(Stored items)
-*-

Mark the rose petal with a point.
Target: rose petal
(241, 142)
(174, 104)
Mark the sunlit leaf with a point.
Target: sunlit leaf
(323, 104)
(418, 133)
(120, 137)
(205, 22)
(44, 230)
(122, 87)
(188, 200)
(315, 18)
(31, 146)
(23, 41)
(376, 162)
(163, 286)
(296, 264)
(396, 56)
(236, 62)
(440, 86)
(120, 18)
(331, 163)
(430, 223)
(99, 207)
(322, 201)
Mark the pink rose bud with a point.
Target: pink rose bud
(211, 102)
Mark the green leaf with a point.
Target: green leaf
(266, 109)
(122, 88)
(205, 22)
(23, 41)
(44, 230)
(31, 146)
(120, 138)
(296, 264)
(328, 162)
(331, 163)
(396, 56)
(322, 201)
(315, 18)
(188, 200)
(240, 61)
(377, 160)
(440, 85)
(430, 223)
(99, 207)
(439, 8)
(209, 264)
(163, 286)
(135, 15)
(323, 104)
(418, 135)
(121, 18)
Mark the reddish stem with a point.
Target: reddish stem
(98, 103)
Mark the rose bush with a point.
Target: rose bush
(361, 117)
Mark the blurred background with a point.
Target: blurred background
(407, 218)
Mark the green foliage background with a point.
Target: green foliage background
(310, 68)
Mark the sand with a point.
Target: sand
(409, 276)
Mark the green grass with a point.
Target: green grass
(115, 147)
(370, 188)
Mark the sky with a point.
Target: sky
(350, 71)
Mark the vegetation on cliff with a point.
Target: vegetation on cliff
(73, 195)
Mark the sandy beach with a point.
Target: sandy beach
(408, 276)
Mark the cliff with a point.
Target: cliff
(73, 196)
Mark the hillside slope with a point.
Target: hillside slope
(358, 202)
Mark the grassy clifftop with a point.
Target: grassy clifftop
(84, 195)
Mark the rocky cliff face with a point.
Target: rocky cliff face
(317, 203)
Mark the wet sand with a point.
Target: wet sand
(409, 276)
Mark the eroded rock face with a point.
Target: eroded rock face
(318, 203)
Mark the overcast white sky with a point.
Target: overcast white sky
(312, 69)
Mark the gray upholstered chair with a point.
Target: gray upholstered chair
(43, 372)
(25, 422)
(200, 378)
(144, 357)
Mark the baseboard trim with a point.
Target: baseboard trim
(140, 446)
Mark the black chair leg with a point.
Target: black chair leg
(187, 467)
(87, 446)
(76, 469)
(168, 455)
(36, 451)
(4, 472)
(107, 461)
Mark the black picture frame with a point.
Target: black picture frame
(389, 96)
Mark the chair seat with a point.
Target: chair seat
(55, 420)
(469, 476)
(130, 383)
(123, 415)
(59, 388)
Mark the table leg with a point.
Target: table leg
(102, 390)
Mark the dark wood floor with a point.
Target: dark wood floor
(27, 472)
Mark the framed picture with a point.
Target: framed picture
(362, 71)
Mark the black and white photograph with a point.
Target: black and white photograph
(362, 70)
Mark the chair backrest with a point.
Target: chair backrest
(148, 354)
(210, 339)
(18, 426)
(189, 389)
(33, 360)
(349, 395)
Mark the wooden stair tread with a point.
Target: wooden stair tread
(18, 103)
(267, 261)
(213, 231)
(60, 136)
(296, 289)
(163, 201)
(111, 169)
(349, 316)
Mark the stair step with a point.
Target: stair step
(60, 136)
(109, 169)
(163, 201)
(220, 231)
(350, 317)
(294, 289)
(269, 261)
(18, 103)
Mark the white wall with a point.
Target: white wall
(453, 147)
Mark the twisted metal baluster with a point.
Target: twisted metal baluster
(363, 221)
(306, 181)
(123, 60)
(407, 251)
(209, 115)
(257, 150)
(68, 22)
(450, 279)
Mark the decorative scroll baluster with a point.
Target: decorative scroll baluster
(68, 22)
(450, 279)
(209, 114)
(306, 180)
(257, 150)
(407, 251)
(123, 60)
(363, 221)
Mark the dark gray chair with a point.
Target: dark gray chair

-*-

▸ **TO DO**: Each line of the records should be repeated exactly as it stands.

▸ **RESULT BELOW**:
Mark the rose petal with a point.
Target: rose petal
(241, 142)
(174, 104)
Mark the sunlit leaf with a point.
Target: sunlit leaf
(323, 104)
(418, 133)
(120, 137)
(205, 22)
(44, 230)
(122, 87)
(188, 200)
(315, 18)
(31, 146)
(23, 41)
(376, 162)
(163, 286)
(296, 264)
(396, 56)
(236, 62)
(440, 86)
(120, 18)
(331, 163)
(430, 223)
(99, 207)
(322, 201)
Mark the pink rose bud with a point.
Target: pink rose bud
(211, 102)
Mark the green leaf with a point.
Target: green leaf
(266, 109)
(122, 88)
(205, 22)
(23, 41)
(44, 230)
(31, 146)
(120, 138)
(296, 264)
(328, 162)
(331, 163)
(396, 56)
(322, 201)
(315, 18)
(188, 200)
(240, 61)
(377, 160)
(440, 85)
(430, 223)
(99, 207)
(439, 8)
(209, 264)
(163, 286)
(135, 15)
(323, 104)
(418, 135)
(121, 18)
Mark the reddish stem with a point.
Target: reddish stem
(98, 103)
Mark the rose bush with a point.
Target: rose bush
(361, 117)
Mark the blurred background with a point.
Target: blurred background
(407, 218)
Mark the green foliage background with a point.
Target: green foliage background
(310, 68)
Mark the sand with a point.
Target: sand
(409, 276)
Mark the green grass with a point.
Target: green grass
(115, 147)
(370, 188)
Mark the sky with a point.
Target: sky
(350, 71)
Mark the vegetation on cliff with a point.
Target: vegetation on cliff
(73, 195)
Mark the sandy beach with a point.
Target: sandy beach
(408, 276)
Mark the cliff with a point.
Target: cliff
(73, 196)
Mark the hillside slope with a point.
Target: hillside slope
(358, 202)
Mark the grassy clifftop with a point.
Target: grassy clifftop
(84, 195)
Mark the rocky cliff face with a point.
Target: rocky cliff face
(317, 203)
Mark the wet sand with a point.
Target: wet sand
(409, 276)
Mark the eroded rock face with a point.
Target: eroded rock face
(318, 203)
Mark the overcast white sky with a point.
Target: overcast white sky
(312, 69)
Mark the gray upholstered chair with a point.
Target: gray upholstered chair
(43, 372)
(25, 422)
(200, 378)
(144, 357)
Mark the baseboard trim with a point.
Target: baseboard trim
(140, 446)
Mark the black chair leg with a point.
Target: black chair leg
(187, 467)
(87, 446)
(76, 469)
(168, 455)
(36, 451)
(4, 472)
(107, 461)
Mark the black picture frame with a point.
Target: black picture frame
(389, 96)
Mark the chair seat with a point.
Target: chair seat
(55, 420)
(469, 476)
(130, 383)
(123, 415)
(59, 388)
Mark the table leg with a point.
Target: table leg
(102, 390)
Mark the dark wood floor with a point.
Target: dark wood floor
(27, 472)
Mark the framed picture with a point.
Target: framed picture
(362, 71)
Mark the black and white photograph with a point.
Target: black and white photograph
(362, 70)
Mark the chair backrest with a point.
Target: chair backrest
(148, 354)
(210, 339)
(18, 426)
(189, 389)
(33, 360)
(349, 395)
Mark the wooden stair tread with a point.
Target: wooden stair tread
(18, 103)
(267, 261)
(213, 231)
(60, 136)
(296, 289)
(163, 201)
(111, 169)
(349, 316)
Mark the stair step with a point.
Target: stair step
(60, 136)
(109, 169)
(163, 201)
(220, 231)
(350, 317)
(294, 289)
(269, 261)
(18, 103)
Mark the white wall with a point.
Target: white wall
(453, 147)
Mark the twisted metal baluster with a point.
Target: twisted metal baluster
(363, 221)
(306, 181)
(123, 60)
(407, 251)
(209, 115)
(257, 150)
(68, 22)
(450, 279)
Mark the decorative scroll baluster with a point.
Target: decorative scroll baluster
(68, 22)
(450, 279)
(209, 114)
(306, 180)
(257, 150)
(407, 251)
(123, 60)
(363, 221)
Mark the dark gray chair with a point.
Target: dark gray chair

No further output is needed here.